• [LIST OF TASKS]
[1] According to the book review, what is Frances Varian's story Getting Out about?
[2] Copy the book review from the words "In Dirty Girl, Tara" through "what if you do?", putting "test subject" in place of "guinea pig".

• [DOCUMENT SEGMENT]
::::

Without a Net: the Female Experience of Growing up Working Class edited by Michelle Tea (Seal), 232 pages, $22.50 paper. Rating: NNNNN

Rating: NNNNN


Retrieving without a net from the place it landed after I threw it against my apartment wall in a moment of elation, I wondered, “How has this not been written about before?” Believe me, I have looked. This is the first of its kind, a book both innovative and intricate in the way it sums up how poverty shapes young female lives.

I was worried that it would feature only the cool young San Francisco dykes made semi-famous by editor Michelle Tea’s Sister Spit spoken-word tours, but this collection is diverse in age, race and experience.

Eileen Myles’s The Sound Of Poverty is a highlight. Reprints from icons Diane di Prima and Dorothy Allison stand out as well.

But most compelling are the raw offerings from the under-30 set, like Getting Out, by Frances Varian, a tender, straight-shooting story about being the janitor’s daughter at Vassar.

In Dirty Girl, Tara Hardy writes sharply about the class war between femmes and feminists. Siobhan Brooks reflects on a childhood raised in housing projects in The Prison We Called Home, and Nikki Levine’s My Mother Was A Whore is a brilliantly written punch in the face to your average sex-work essay, which tends to glamourize the industry.

Two local heroes are mixed among the mostly American authors: Toronto spoken-wordster and sassy queer Hadassah Hill contributes It’s Just Blood, a frank look at getting paid to be a human guinea pig for pharmaceutical companies. Leah Lakshmi Piepzna-Samarasinha’s Scholarship Baby is about what happens when your parents tell you you have one chance and don’t blow it, but what if you do?

This book’s tales come straight from the mouths of those who have lived them. Compare it to the recent best-seller Nickel And Dimed, by Barbara Ehrenreich, a journalist who went “undercover” working minimum-wage jobs but got paid very well to write a book about it.

In these stories, there are only the voices of women who lived them as children and are now reflecting on their girlhoods with insight and humour.

Satisfying in the way most feminist identity-based anthologies are not.

::::

[Free-text object descriptions]

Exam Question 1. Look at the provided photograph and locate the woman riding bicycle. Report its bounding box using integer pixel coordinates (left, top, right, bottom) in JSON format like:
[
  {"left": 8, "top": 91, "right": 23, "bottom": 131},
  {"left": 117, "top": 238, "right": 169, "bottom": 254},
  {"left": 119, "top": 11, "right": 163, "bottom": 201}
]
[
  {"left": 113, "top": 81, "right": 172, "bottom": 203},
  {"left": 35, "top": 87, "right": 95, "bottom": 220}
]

::::

• [RESPONSE LIST]
[1] Being the janitor's daughter at Vassar.

[2]
In Dirty Girl, Tara Hardy writes sharply about the class war between femmes and feminists. Siobhan Brooks reflects on a childhood raised in housing projects in The Prison We Called Home, and Nikki Levine’s My Mother Was A Whore is a brilliantly written punch in the face to your average sex-work essay, which tends to glamourize the industry.

Two local heroes are mixed among the mostly American authors: Toronto spoken-wordster and sassy queer Hadassah Hill contributes It’s Just Blood, a frank look at getting paid to be a human test subject for pharmaceutical companies. Leah Lakshmi Piepzna-Samarasinha’s Scholarship Baby is about what happens when your parents tell you you have one chance and don’t blow it, but what if you do?